**TEXT TO READ**:

%%

Getting lousy frame rates...

I appreciate in advance any help that I can get on this topic because it is frustrating me to no end…

I have used the NeHe model for my OpenGL application and I placed a frame rate counter in my application to see if I could measure how much my application slowed down each time I added an object to the display. For some reason the screen is running at close to 75 FPS when no object is displayed to the screen and then it steps down considerably (with noticable chop when changing the projection matrix to move the ‘camera’) once I add a simple object to the screen. When I add a second object the scene slows considerably again.

I tried running my application in the Visual C++ debugger to see what could be causing the slowdown. From what I could tell, the only call that was causing a considerable performance hit was when the native SwapBuffers function was called. I was getting code performance of close to 600fps when this line was commented out. Once I put the command back in, the performance dropped to less than 30fps.

Seeing as how I am running on a fast machine with a well accelerated graphics card I think that I should be seeing faster frame rates than this. Could someone please let me know how I could possibly speed up my OpenGL performance?

Thank You,
Jason

Let me guess… you have a Voodoo card and your application is running in a window?

It may be that I’m totally wrong, but I believe to recall that Voodoo cards are not able to render into a window, only full screen. So, one possibility might be, that your program renders everything with the OpenGL software rasterizers.
Another one, looking at what you say about swapping the buffers, sounds to me like it’s simply the double buffering in window mode.
In fullscreen, for swapping front and back buffer, simply 2 memory addresses have to be swapped (visible and invisible area of the video memory). In windowed mode, the back buffer has to be copied into the front buffer and displayed in the window (which will probably even include a GDI operation, urk…).

My suggestion: Try running it fullscreen and see if that helps any.

Dodger,

 Thank you for your reply!  I have been on so many forums that people either flame or do not reply on subject.  Thank you again...

%%

Stored entries
%%

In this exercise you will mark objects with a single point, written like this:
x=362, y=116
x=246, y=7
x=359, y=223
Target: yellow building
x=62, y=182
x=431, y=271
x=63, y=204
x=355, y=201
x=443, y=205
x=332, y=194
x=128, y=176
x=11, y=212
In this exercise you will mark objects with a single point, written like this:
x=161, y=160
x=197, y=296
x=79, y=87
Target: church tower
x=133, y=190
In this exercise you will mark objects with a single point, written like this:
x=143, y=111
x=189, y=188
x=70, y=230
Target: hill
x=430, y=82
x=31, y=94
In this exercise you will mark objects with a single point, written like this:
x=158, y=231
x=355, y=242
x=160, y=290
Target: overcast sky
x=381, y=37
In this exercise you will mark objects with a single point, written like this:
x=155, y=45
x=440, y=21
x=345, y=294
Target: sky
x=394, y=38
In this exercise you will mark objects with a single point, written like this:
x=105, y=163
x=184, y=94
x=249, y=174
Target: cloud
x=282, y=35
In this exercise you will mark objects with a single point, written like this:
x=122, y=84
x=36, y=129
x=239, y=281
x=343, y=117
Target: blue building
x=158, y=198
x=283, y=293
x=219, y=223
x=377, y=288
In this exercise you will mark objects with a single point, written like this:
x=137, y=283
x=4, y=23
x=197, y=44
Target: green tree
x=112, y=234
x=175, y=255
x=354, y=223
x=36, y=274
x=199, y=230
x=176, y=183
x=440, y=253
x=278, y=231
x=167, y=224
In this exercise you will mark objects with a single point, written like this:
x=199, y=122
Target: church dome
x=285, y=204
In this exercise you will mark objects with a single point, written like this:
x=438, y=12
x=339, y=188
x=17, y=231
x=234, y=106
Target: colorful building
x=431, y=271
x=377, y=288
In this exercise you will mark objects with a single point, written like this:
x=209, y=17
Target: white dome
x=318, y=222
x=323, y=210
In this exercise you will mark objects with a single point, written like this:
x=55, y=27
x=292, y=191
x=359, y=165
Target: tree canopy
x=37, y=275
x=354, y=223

%%

**WRITTEN EXERCISE**:
Please copy out the whole OpenGL frame rate thread word for word.

**RESULT FOR THIS TASK**:
Getting lousy frame rates...

I appreciate in advance any help that I can get on this topic because it is frustrating me to no end…

I have used the NeHe model for my OpenGL application and I placed a frame rate counter in my application to see if I could measure how much my application slowed down each time I added an object to the display. For some reason the screen is running at close to 75 FPS when no object is displayed to the screen and then it steps down considerably (with noticable chop when changing the projection matrix to move the ‘camera’) once I add a simple object to the screen. When I add a second object the scene slows considerably again.

I tried running my application in the Visual C++ debugger to see what could be causing the slowdown. From what I could tell, the only call that was causing a considerable performance hit was when the native SwapBuffers function was called. I was getting code performance of close to 600fps when this line was commented out. Once I put the command back in, the performance dropped to less than 30fps.

Seeing as how I am running on a fast machine with a well accelerated graphics card I think that I should be seeing faster frame rates than this. Could someone please let me know how I could possibly speed up my OpenGL performance?

Thank You,
Jason

Let me guess… you have a Voodoo card and your application is running in a window?

It may be that I’m totally wrong, but I believe to recall that Voodoo cards are not able to render into a window, only full screen. So, one possibility might be, that your program renders everything with the OpenGL software rasterizers.
Another one, looking at what you say about swapping the buffers, sounds to me like it’s simply the double buffering in window mode.
In fullscreen, for swapping front and back buffer, simply 2 memory addresses have to be swapped (visible and invisible area of the video memory). In windowed mode, the back buffer has to be copied into the front buffer and displayed in the window (which will probably even include a GDI operation, urk…).

My suggestion: Try running it fullscreen and see if that helps any.

Dodger,

 Thank you for your reply!  I have been on so many forums that people either flame or do not reply on subject.  Thank you again...